Instructions for the task:
The response should be an exact copy of the records, with the pictures removed.

(Natural language region descriptions)
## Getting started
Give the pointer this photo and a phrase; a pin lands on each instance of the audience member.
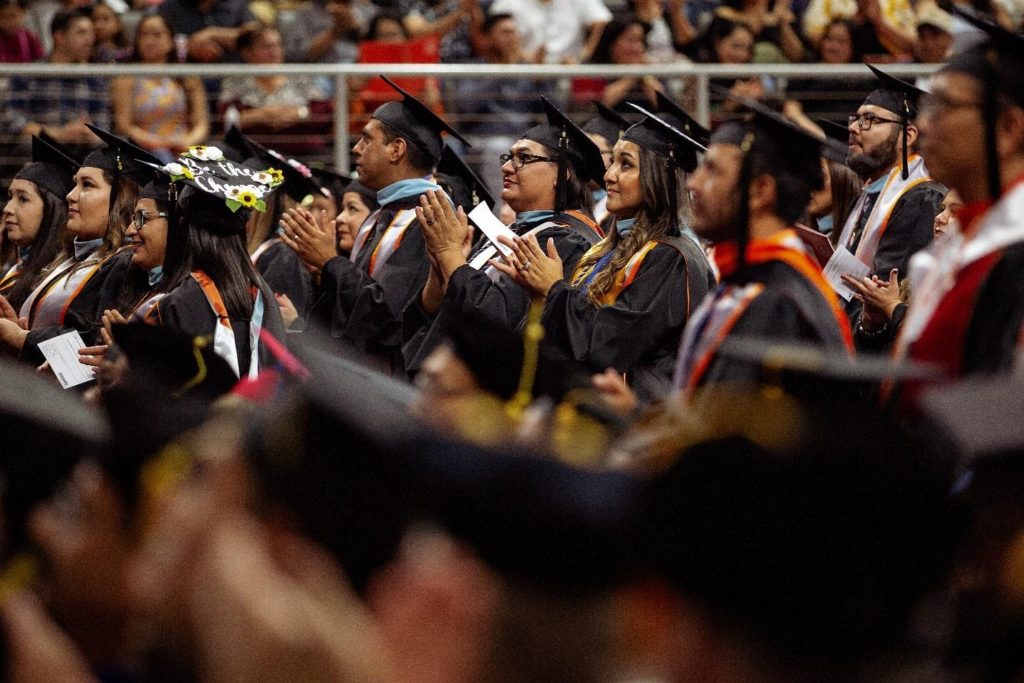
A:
(557, 31)
(163, 115)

Exercise answer:
## Getting started
Give the pointer this photo and a phrase; a pin lands on each instance of the audience member.
A:
(557, 31)
(163, 115)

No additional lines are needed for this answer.